— Start of Entries supplied —

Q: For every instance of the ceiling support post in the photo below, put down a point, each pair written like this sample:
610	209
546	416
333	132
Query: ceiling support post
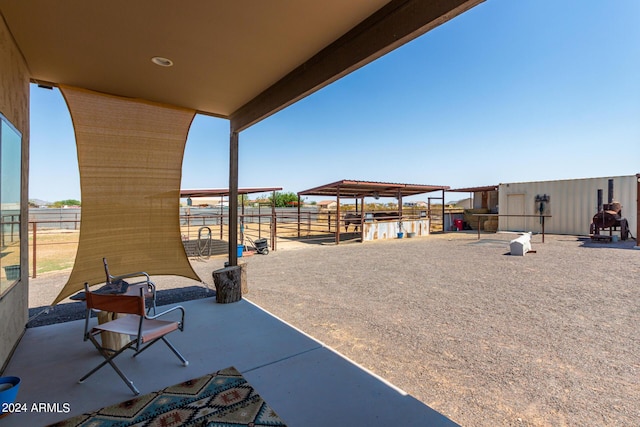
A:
338	216
233	197
638	211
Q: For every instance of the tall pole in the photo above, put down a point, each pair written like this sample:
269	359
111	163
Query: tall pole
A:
233	198
638	211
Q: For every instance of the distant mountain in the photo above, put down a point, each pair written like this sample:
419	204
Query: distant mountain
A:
39	202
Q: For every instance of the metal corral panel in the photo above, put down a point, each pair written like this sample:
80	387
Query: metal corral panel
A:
380	230
571	203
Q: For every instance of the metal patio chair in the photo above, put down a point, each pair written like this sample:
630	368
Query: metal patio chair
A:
143	330
134	288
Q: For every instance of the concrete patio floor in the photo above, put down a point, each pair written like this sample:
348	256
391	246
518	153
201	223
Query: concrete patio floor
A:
304	381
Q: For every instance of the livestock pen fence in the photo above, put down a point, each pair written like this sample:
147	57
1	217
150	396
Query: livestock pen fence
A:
54	233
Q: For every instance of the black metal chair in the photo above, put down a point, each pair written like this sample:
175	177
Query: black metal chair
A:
133	288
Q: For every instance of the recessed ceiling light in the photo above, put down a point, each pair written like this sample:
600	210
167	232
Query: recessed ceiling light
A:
163	62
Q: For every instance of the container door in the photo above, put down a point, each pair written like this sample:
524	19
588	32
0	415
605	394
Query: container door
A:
515	206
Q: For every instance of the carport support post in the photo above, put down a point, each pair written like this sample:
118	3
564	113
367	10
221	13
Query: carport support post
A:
362	219
638	212
233	198
338	216
443	212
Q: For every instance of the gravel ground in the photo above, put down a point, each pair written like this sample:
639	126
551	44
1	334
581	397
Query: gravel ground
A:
485	338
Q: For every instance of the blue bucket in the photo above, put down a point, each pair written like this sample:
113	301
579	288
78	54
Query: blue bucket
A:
8	390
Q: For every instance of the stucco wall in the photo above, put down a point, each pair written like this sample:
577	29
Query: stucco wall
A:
14	104
572	204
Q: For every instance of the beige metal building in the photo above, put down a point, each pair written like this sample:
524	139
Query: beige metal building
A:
571	204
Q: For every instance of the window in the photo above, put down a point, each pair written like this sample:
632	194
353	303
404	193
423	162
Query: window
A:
10	189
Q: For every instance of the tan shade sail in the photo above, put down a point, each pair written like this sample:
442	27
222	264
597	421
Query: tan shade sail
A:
130	158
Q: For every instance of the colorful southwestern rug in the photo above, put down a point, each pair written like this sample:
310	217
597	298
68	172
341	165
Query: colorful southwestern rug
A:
220	399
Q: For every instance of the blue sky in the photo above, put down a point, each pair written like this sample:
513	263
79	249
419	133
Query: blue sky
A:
511	91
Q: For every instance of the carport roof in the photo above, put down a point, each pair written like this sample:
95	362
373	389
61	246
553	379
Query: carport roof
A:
356	189
240	60
474	189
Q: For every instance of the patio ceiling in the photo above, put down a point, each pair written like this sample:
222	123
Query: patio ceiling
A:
356	189
474	189
241	60
224	192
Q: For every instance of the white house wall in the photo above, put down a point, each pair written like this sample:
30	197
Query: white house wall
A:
572	204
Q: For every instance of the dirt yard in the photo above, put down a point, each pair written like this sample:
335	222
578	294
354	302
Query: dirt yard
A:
486	338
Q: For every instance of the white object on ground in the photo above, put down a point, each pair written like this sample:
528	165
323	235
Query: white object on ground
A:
521	245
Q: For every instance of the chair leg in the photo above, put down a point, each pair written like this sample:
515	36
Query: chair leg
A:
109	359
184	361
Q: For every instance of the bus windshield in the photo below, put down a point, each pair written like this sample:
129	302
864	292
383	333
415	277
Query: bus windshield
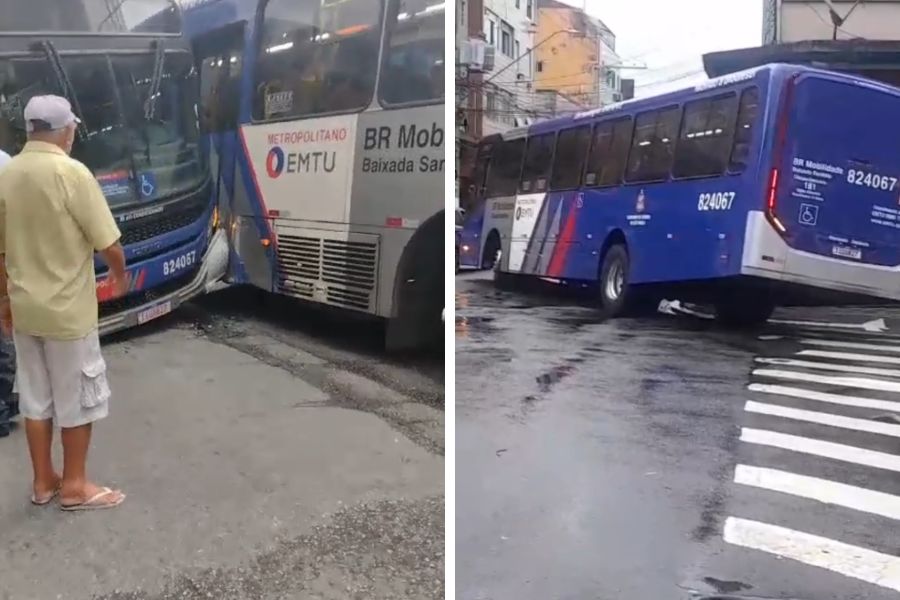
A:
139	147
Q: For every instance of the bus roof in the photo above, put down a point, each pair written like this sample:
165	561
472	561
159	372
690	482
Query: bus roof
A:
201	16
725	82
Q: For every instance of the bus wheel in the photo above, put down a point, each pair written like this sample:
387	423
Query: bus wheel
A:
491	251
614	281
744	314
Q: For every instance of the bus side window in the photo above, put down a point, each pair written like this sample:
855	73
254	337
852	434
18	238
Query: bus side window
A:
413	65
706	136
571	154
538	161
506	167
316	57
609	153
749	107
652	148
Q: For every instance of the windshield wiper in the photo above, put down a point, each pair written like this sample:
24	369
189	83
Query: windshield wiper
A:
120	105
62	79
159	62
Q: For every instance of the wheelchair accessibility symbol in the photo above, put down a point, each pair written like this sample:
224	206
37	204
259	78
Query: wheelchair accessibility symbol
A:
148	185
809	215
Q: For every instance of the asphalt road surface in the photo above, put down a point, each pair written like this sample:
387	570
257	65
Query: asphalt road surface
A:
268	452
665	458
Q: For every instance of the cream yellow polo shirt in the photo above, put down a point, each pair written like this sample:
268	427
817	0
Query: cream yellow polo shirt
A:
53	216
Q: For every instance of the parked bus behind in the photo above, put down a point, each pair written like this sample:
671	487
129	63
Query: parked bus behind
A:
328	147
776	185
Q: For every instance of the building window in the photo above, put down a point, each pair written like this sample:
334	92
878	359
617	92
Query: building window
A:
306	66
506	39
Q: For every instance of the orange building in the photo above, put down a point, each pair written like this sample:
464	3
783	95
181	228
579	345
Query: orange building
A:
572	63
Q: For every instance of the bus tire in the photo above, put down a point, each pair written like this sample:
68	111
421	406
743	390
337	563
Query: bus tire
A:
419	292
613	281
491	250
744	314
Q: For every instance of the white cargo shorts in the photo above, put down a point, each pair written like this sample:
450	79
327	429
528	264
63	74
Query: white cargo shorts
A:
63	380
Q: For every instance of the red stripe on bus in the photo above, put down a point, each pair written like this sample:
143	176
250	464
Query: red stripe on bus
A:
262	201
558	260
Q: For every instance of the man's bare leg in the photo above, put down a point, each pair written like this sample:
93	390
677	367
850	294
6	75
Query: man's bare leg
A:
76	489
40	439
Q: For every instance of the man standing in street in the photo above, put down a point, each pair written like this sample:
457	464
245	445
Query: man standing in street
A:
9	408
53	217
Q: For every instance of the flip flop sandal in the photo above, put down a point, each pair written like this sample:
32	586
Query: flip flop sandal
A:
92	504
45	500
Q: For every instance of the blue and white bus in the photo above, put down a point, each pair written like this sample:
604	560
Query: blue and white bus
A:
127	68
326	123
775	185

— End of Entries supplied —

*Request:*
Output every line of the records above as a Markdown table with the columns "Row" and "Line", numbering the rows and skipping blank lines. Leave the pictures out.

*Solution below:*
| Row | Line |
|---|---|
| 1 | Q: For every instance of the ceiling support post in the photo below, put down a point, each pair written like this sample: |
| 2 | 610	209 |
| 3 | 546	416 |
| 4 | 333	132 |
| 5 | Query: ceiling support post |
| 6 | A: |
| 7 | 338	216 |
| 8 | 233	197 |
| 9 | 638	211 |
| 10 | Q: For every instance of the tall pole in the photo above, put down a point, each pair written like this sample: |
| 11 | 269	359 |
| 12 | 111	163 |
| 13 | Query: tall pole |
| 14 | A: |
| 15 | 233	198 |
| 16 | 638	211 |
| 17 | Q: For every instance of the distant mountain in the photo above, put down a point, each pair written like this sample: |
| 18 | 419	204 |
| 19 | Query: distant mountain |
| 20 | A: |
| 21 | 39	202 |
| 22 | Q: For every instance of the metal corral panel in the photo above, put down a point, each pair written like this sample: |
| 23 | 80	387 |
| 24 | Query: metal corral panel |
| 25 | A: |
| 26 | 380	230 |
| 27 | 571	203 |
| 28 | Q: For every instance of the metal patio chair in the photo above, put down a point, each pair written like this sample: |
| 29 | 630	368 |
| 30 | Query: metal patio chair |
| 31 | A: |
| 32 | 143	330 |
| 33 | 134	288 |
| 34 | Q: For every instance of the concrete patio floor in the photo above, put down a point, each pair written like this sample: |
| 35 | 348	256 |
| 36 | 391	246 |
| 37 | 518	153 |
| 38 | 201	223 |
| 39 | Query: concrete patio floor |
| 40 | A: |
| 41 | 304	381 |
| 42 | Q: For every instance of the livestock pen fence in the photo above, put down a point, each pair written like this sample: |
| 43 | 147	57 |
| 44 | 1	217 |
| 45 | 150	396 |
| 46 | Query: livestock pen fence |
| 47 | A: |
| 48 | 54	233 |
| 49 | Q: For every instance of the black metal chair in the photo above, put down a point, each pair written like this sample: |
| 50 | 175	177 |
| 51 | Query: black metal chair |
| 52 | A: |
| 53 | 133	288 |
| 54 | Q: For every instance of the recessed ceiling light in the photo above, put down a point, each pair written like this sample: |
| 55 | 600	210 |
| 56 | 167	232 |
| 57 | Query: recessed ceiling light |
| 58 | A: |
| 59 | 163	62 |
| 60 | Q: For every instance of the container door in the photo above, put down a point, each pair written like this sample: |
| 61 | 524	19 |
| 62 | 588	32 |
| 63 | 0	415 |
| 64 | 605	394 |
| 65 | Query: container door |
| 66 | A: |
| 67 | 515	206 |
| 68 | Q: For every instance of the carport support post in the photo above, put down a point, each pair written like this sample: |
| 69 | 118	3 |
| 70 | 564	113 |
| 71 | 367	10 |
| 72 | 221	13 |
| 73 | Query: carport support post |
| 74 | A: |
| 75 | 362	219 |
| 76 | 638	212 |
| 77 | 233	198 |
| 78 | 338	216 |
| 79 | 443	212 |
| 80 | Q: For every instance of the gravel ground in the photo above, put down a point, each pair written like this sample: |
| 81 | 639	126 |
| 82 | 551	44 |
| 83 | 1	334 |
| 84 | 581	397 |
| 85 | Query: gravel ground |
| 86 | A: |
| 87 | 485	338 |
| 88 | Q: For every instance of the blue bucket in the photo above, put down a point, each pair written like this sample: |
| 89 | 113	301 |
| 90 | 579	288 |
| 91 | 78	54 |
| 92 | Query: blue bucket |
| 93 | A: |
| 94 | 8	390 |
| 95 | Q: For every instance of the stucco wall in the photo above, put down a point, each pair written like this sample: |
| 96 | 577	29 |
| 97 | Query: stucco wall |
| 98 | A: |
| 99 | 14	104 |
| 100 | 572	204 |
| 101 | Q: For every instance of the beige metal building in the photo above, put down a point, each pair written like this sample: |
| 102 | 524	139 |
| 103 | Query: beige metal building |
| 104 | A: |
| 105 | 571	204 |
| 106 | Q: For every instance of the window in the photo above, put down a point, each pair written like this sample: |
| 107 | 632	194 |
| 108 | 353	303 |
| 109 | 404	193 |
| 110 | 423	162 |
| 111 | Query: window |
| 112 | A: |
| 113 | 10	189 |
| 114 | Q: For every instance of the tan shade sail in the photo above, put down a point, each pair written like this sample: |
| 115 | 442	27 |
| 116 | 222	264 |
| 117 | 597	421 |
| 118 | Query: tan shade sail |
| 119 | A: |
| 120 | 130	158 |
| 121 | Q: For every instance of the colorful southwestern rug in the photo above, put down a point, each pair written like this sample: |
| 122 | 310	217 |
| 123 | 597	298 |
| 124 | 68	172 |
| 125 | 341	165 |
| 126 | Query: colorful southwestern rug |
| 127 | A: |
| 128 | 220	399 |
| 129 | Q: For every instance of the blue sky in the photo above, put down a point, each pair written like this sample: |
| 130 | 513	263 |
| 131 | 79	249 |
| 132 | 419	133 |
| 133 | Query: blue sky |
| 134 | A: |
| 135 | 511	91 |
| 136 | Q: For every instance of the carport roof in the photo above, put down a point, each pair written like this sample: |
| 137 | 95	362 |
| 138 | 373	389 |
| 139 | 61	246 |
| 140 | 553	379 |
| 141 | Query: carport roof |
| 142 | A: |
| 143 | 356	189 |
| 144 | 240	60 |
| 145 | 474	189 |
| 146 | Q: For every instance of the patio ceiling in the photo above, put down a point, each pair written like this sample: |
| 147 | 222	123 |
| 148 | Query: patio ceiling |
| 149 | A: |
| 150 | 356	189 |
| 151 | 474	189 |
| 152 | 241	60 |
| 153 | 224	192 |
| 154 | Q: For every instance of the white house wall in the photo above, put down a point, each pair written like this sample: |
| 155 | 30	197 |
| 156 | Query: white house wall |
| 157 | A: |
| 158 | 572	204 |
| 159 | Q: For every instance of the dirt yard in the photo above, put down a point, each pair written like this sample: |
| 160 | 335	222 |
| 161 | 578	294 |
| 162 | 354	302 |
| 163 | Query: dirt yard |
| 164 | A: |
| 165 | 486	338 |
| 166 | Q: For every instance of the white object on ground in the photo above, put down a point, each pair written like this sample: |
| 167 | 528	165 |
| 168 | 323	235 |
| 169 | Query: white object on ground |
| 170 | A: |
| 171 | 521	245 |
| 172 | Q: For every instance of the chair leg in the photo above, put down a point, each pair written like this sample: |
| 173 | 515	36 |
| 174 | Query: chair leg |
| 175 | A: |
| 176 | 109	359 |
| 177 | 184	361 |
| 178 | Q: For every instance of the bus windshield in the photo below, put down a point, each pair written like this sample: |
| 179 | 129	302 |
| 180 | 864	292 |
| 181 | 383	333 |
| 182 | 415	277 |
| 183 | Query: bus windshield |
| 184 | A: |
| 185 | 139	147 |
| 186 | Q: For every instance of the bus roof in the photo above, put down a point, each pair written like this sample: |
| 187 | 165	561 |
| 188 | 472	561 |
| 189 | 159	372 |
| 190 | 690	482 |
| 191 | Query: bus roof |
| 192 | A: |
| 193 | 201	16 |
| 194 | 725	82 |
| 195 | Q: For every instance of the bus wheel in the photo above, put down a point, each pair written like this sample: |
| 196 | 387	423 |
| 197 | Query: bus wheel |
| 198 | A: |
| 199 | 491	251 |
| 200 | 614	281 |
| 201 | 744	314 |
| 202 | Q: For every instance of the bus side window in the photo above, put down a point, each pair written like this sample: |
| 203 | 855	73 |
| 204 | 254	337 |
| 205 | 852	434 |
| 206 | 18	238 |
| 207 | Query: bus side window |
| 208 | A: |
| 209 | 413	65 |
| 210 | 706	136 |
| 211 | 571	154 |
| 212 | 538	161 |
| 213 | 506	167 |
| 214 | 316	57 |
| 215 | 609	153 |
| 216 | 749	107 |
| 217 | 652	148 |
| 218 | Q: For every instance of the windshield wiper in the photo above, put down a point, each pair written like this sample: |
| 219 | 24	369 |
| 220 | 189	83 |
| 221 | Query: windshield wiper |
| 222 | A: |
| 223 | 120	105 |
| 224 | 62	79 |
| 225 | 159	62 |
| 226 | Q: For every instance of the wheelchair accessibility symbol in the photo above, put down a point, each pair written like this sample: |
| 227 | 224	206 |
| 228 | 37	204 |
| 229 | 259	78 |
| 230 | Query: wheelchair accessibility symbol |
| 231 | A: |
| 232 | 148	185 |
| 233 | 809	215 |
| 234 | Q: For every instance of the asphalt road surface in the photo above, put down a point, each pair written like this sample: |
| 235 | 387	570 |
| 236 | 257	65 |
| 237 | Query: asphalt road surface |
| 238 | A: |
| 239 | 268	452 |
| 240 | 665	458 |
| 241 | Q: For every instance of the cream yellow polo shirt in the photo above, put down a point, each pair written like this sample: |
| 242 | 268	427 |
| 243 | 817	0 |
| 244 | Query: cream yellow polo shirt |
| 245 | A: |
| 246 | 53	216 |
| 247 | Q: For every instance of the parked bus behind in the photo above, put down a point, each pair written like this sample: |
| 248 | 671	487 |
| 249 | 129	63 |
| 250 | Query: parked bus behind |
| 251 | A: |
| 252 | 328	147 |
| 253 | 776	185 |
| 254 | Q: For every instance of the building window in the photo above, put down a point, each pair written like this sample: |
| 255 | 334	92 |
| 256 | 878	359 |
| 257 | 617	92 |
| 258 | Query: building window |
| 259 | A: |
| 260 | 306	66 |
| 261 | 506	39 |
| 262 | Q: For every instance of the orange building in the photo above, put down a point, each pair written like this sample: |
| 263 | 464	3 |
| 264 | 783	95 |
| 265 | 181	228 |
| 266 | 579	345 |
| 267 | Query: orange building |
| 268 | A: |
| 269 | 572	63 |
| 270 | Q: For every instance of the bus tire in the photo above, put down a point, each pair written like this sample: |
| 271 | 68	111 |
| 272 | 421	406 |
| 273 | 743	390 |
| 274 | 337	563 |
| 275 | Query: bus tire |
| 276 | A: |
| 277 | 419	292 |
| 278 | 613	281 |
| 279 | 491	250 |
| 280 | 744	314 |
| 281 | Q: For every instance of the white cargo shorts in the photo above, put down a point, each pair written like this sample: |
| 282 | 450	79 |
| 283 | 327	429 |
| 284 | 528	264 |
| 285 | 63	74 |
| 286 | Query: white cargo shorts |
| 287 | A: |
| 288 | 63	380 |
| 289 | Q: For every instance of the red stripe on bus in the photo above, put down a point, each pair written like this sample: |
| 290 | 143	176 |
| 291 | 250	464 |
| 292 | Query: red stripe on bus |
| 293 | A: |
| 294 | 262	201 |
| 295 | 558	260 |
| 296 | Q: For every instance of the man's bare leg in the photo above, put down a point, each pair written like this sample: |
| 297 | 93	390 |
| 298 | 677	367 |
| 299 | 850	294 |
| 300 | 6	75 |
| 301 | Query: man's bare leg |
| 302 | A: |
| 303 | 76	489 |
| 304 | 40	439 |
| 305 | Q: For every instance of the man standing in street in the photo above, put down a point, each pair written like this sample: |
| 306 | 457	464 |
| 307 | 245	445 |
| 308 | Query: man standing in street |
| 309 | A: |
| 310 | 9	408 |
| 311 | 53	217 |
| 312 | Q: For every instance of the flip flop sandal in the photo above, put down a point, each pair written like this sample: |
| 313 | 32	586 |
| 314 | Query: flip flop sandal |
| 315 | A: |
| 316 | 92	504 |
| 317 | 45	500 |
| 318 | Q: For every instance of the blue and white bus in the photo above, put down a point, each pair written like this sample: |
| 319 | 604	560 |
| 320 | Query: blue and white bus |
| 321 | A: |
| 322 | 127	68 |
| 323 | 326	123 |
| 324 | 775	185 |